▶ Written task
Turn the rows below into a JSON list of strings, with one string per line and blank lines left out.

※ ※ ※

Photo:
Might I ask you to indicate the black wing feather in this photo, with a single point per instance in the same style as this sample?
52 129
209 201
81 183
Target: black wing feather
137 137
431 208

※ ※ ※

▶ Full output
[
  "Photo:",
  "Might I ask you to indicate the black wing feather in this photo, with a single point per instance in the same style as this sample?",
  "52 129",
  "209 201",
  "81 183",
  "Target: black wing feather",
  "137 137",
  "431 208"
]